DIRECTIONS FOR THIS TASK: In the copy, include no pictures. Reproduce the rest of the entries exactly.

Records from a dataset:
◆ ◆ ◆ ◆

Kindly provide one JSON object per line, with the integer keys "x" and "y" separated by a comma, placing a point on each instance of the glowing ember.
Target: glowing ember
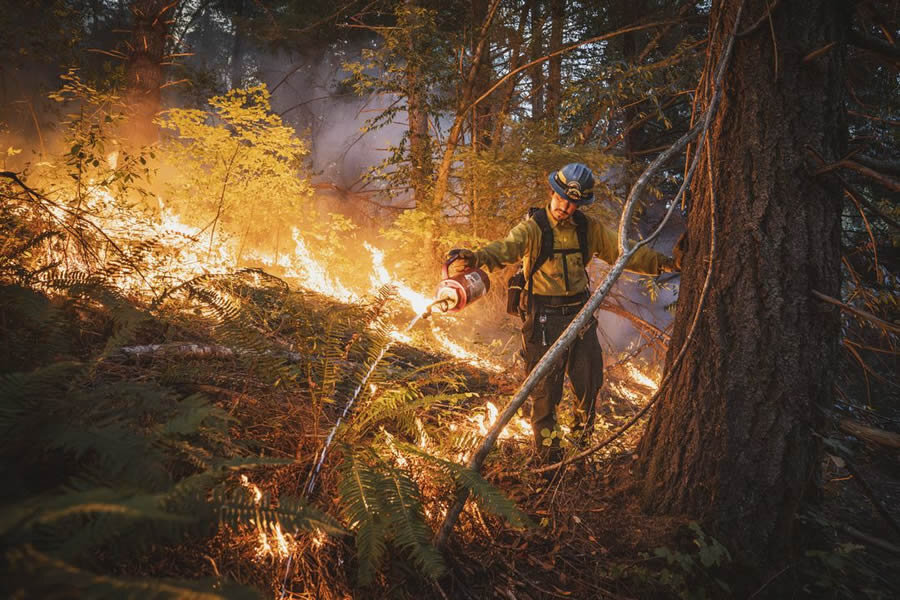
{"x": 454, "y": 349}
{"x": 639, "y": 377}
{"x": 381, "y": 277}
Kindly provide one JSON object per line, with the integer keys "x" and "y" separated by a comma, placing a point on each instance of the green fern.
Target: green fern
{"x": 40, "y": 575}
{"x": 402, "y": 502}
{"x": 361, "y": 505}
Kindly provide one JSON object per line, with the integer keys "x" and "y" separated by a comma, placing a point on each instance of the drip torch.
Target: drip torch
{"x": 455, "y": 293}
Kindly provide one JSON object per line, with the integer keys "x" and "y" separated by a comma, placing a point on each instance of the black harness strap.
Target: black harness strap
{"x": 540, "y": 217}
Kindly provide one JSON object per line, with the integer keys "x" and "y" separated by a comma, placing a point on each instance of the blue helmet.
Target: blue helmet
{"x": 575, "y": 183}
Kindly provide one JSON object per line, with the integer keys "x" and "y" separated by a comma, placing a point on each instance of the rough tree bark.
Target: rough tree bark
{"x": 733, "y": 438}
{"x": 421, "y": 164}
{"x": 144, "y": 68}
{"x": 536, "y": 72}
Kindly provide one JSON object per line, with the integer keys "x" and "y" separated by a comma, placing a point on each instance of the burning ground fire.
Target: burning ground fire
{"x": 182, "y": 252}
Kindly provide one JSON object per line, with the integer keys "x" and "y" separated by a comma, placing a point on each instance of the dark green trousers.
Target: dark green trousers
{"x": 583, "y": 363}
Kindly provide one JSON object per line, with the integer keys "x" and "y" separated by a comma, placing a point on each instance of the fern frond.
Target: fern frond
{"x": 404, "y": 513}
{"x": 40, "y": 575}
{"x": 358, "y": 489}
{"x": 488, "y": 496}
{"x": 240, "y": 508}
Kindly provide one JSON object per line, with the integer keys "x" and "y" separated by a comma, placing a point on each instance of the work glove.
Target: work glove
{"x": 668, "y": 265}
{"x": 679, "y": 251}
{"x": 459, "y": 260}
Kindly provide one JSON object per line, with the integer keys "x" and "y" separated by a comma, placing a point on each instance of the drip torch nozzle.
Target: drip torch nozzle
{"x": 445, "y": 301}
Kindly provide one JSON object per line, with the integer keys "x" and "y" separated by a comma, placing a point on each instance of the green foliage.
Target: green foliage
{"x": 688, "y": 575}
{"x": 238, "y": 166}
{"x": 384, "y": 504}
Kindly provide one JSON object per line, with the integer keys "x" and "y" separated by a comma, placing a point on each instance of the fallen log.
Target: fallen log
{"x": 870, "y": 434}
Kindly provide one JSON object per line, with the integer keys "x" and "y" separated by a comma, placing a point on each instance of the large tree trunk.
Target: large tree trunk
{"x": 554, "y": 75}
{"x": 421, "y": 164}
{"x": 733, "y": 438}
{"x": 144, "y": 69}
{"x": 536, "y": 73}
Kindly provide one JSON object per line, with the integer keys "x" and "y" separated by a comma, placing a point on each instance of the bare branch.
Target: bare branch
{"x": 582, "y": 319}
{"x": 873, "y": 44}
{"x": 882, "y": 324}
{"x": 880, "y": 178}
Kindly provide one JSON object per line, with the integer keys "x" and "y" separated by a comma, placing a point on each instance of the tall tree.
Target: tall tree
{"x": 421, "y": 163}
{"x": 733, "y": 439}
{"x": 554, "y": 75}
{"x": 146, "y": 51}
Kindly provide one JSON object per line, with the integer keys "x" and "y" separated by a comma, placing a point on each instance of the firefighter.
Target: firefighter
{"x": 556, "y": 287}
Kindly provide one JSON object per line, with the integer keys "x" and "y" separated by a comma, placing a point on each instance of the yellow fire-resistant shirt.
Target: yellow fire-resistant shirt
{"x": 524, "y": 243}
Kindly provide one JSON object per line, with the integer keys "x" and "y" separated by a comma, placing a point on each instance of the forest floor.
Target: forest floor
{"x": 590, "y": 538}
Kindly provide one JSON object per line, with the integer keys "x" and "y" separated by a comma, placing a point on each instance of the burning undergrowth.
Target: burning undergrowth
{"x": 304, "y": 439}
{"x": 173, "y": 412}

◆ ◆ ◆ ◆

COMPLETED EXERCISE:
Kindly provide one JSON object per line, with the integer keys "x" and "y" separated by a comma, placing a point on each instance of the glowing ember.
Target: glowing ember
{"x": 454, "y": 349}
{"x": 639, "y": 377}
{"x": 381, "y": 277}
Kindly provide one JSON object per line, with the integer keys "x" and "y" separated by a comma, placing a point on each instance of the green fern.
Target: green fern
{"x": 40, "y": 575}
{"x": 402, "y": 502}
{"x": 361, "y": 505}
Kindly provide one JSON object per line, with the integer keys "x" and "y" separated by a comma, placing a point on each instance of the drip torch.
Target: drip torch
{"x": 455, "y": 293}
Kindly provide one JSON object per line, with the integer keys "x" and "y" separated by a comma, placing a point on each instance of the black harness strap.
Target: black harness strap
{"x": 540, "y": 217}
Kindly provide one JSON object per line, with the integer keys "x" and "y" separated by a comma, placing a point on each instance of the blue helmet.
Target: blue helmet
{"x": 575, "y": 183}
Kindly provide one JSON object per line, with the integer keys "x" and "y" separated by a comma, placing a point on each instance of the rough tree bark.
Target: rough tree bark
{"x": 733, "y": 438}
{"x": 421, "y": 164}
{"x": 144, "y": 68}
{"x": 536, "y": 72}
Kindly provide one JSON object per line, with the integer keys "x" and "y" separated by a comma, placing a point on each instance of the burning ground fire.
Target: burning ground fire
{"x": 182, "y": 252}
Kindly provide one JSON object per line, with the integer keys "x" and "y" separated by a comma, placing a point on each instance of the dark green trousers.
Target: dark green trousers
{"x": 583, "y": 363}
Kindly provide one JSON object per line, with the integer keys "x" and "y" separated by a comma, placing a point on each instance of the fern frond.
Target: fern frond
{"x": 404, "y": 513}
{"x": 40, "y": 575}
{"x": 358, "y": 489}
{"x": 488, "y": 496}
{"x": 240, "y": 508}
Kindly provide one JSON object per line, with the integer keys "x" and "y" separated by a comma, placing a point on each instance of the work glove.
Target: work glove
{"x": 668, "y": 265}
{"x": 679, "y": 251}
{"x": 459, "y": 260}
Kindly provide one JSON object per line, with the integer keys "x" and "y" separated by a comma, placing a point on each instance of the drip torch nozzle.
Target: drip torch nozzle
{"x": 445, "y": 301}
Kindly provide one JSON object per line, with the integer keys "x" and "y" separated by a comma, placing a point on each instance of the green foliage.
Target: green foliage
{"x": 688, "y": 575}
{"x": 238, "y": 166}
{"x": 384, "y": 504}
Kindly provide one JSON object per line, with the integer keys "x" and "y" separated by a comma, placing a point on each instance of the fallen log.
Target: fallen log
{"x": 870, "y": 434}
Kindly provide one JSON object per line, with the integer keys "x" and "y" separated by a comma, placing a point on each instance of the large tree trunk.
Target: large tree trunk
{"x": 554, "y": 75}
{"x": 421, "y": 164}
{"x": 733, "y": 438}
{"x": 144, "y": 69}
{"x": 536, "y": 73}
Kindly provide one JSON object per line, with the integer keys "x" and "y" separated by a comma, placing a point on each instance of the bare branch.
Target: bare branch
{"x": 582, "y": 319}
{"x": 873, "y": 44}
{"x": 882, "y": 324}
{"x": 880, "y": 178}
Kindly provide one JSON object per line, with the integer keys "x" and "y" separated by a comma, placing a point on each instance of the tall tree.
Target: tall tree
{"x": 421, "y": 163}
{"x": 733, "y": 439}
{"x": 554, "y": 75}
{"x": 146, "y": 51}
Kindly provide one JSON object per line, with the integer keys "x" and "y" separated by a comma, placing a point on each instance of the firefighter.
Target: firefighter
{"x": 556, "y": 287}
Kindly provide one JSON object per line, with the integer keys "x" and "y" separated by a comma, placing a point on each instance of the yellow fire-resistant shirt.
Target: yellow fire-resistant shirt
{"x": 524, "y": 243}
Kindly provide one JSON object per line, with the integer keys "x" and "y" separated by a comma, placing a point on each instance of the forest floor.
Target: forest floor
{"x": 590, "y": 538}
Kindly provide one JSON object per line, with the integer keys "x" and "y" separated by a comma, placing a point on each instance of the burning undergrowth.
Target: burning undergrowth
{"x": 304, "y": 439}
{"x": 173, "y": 412}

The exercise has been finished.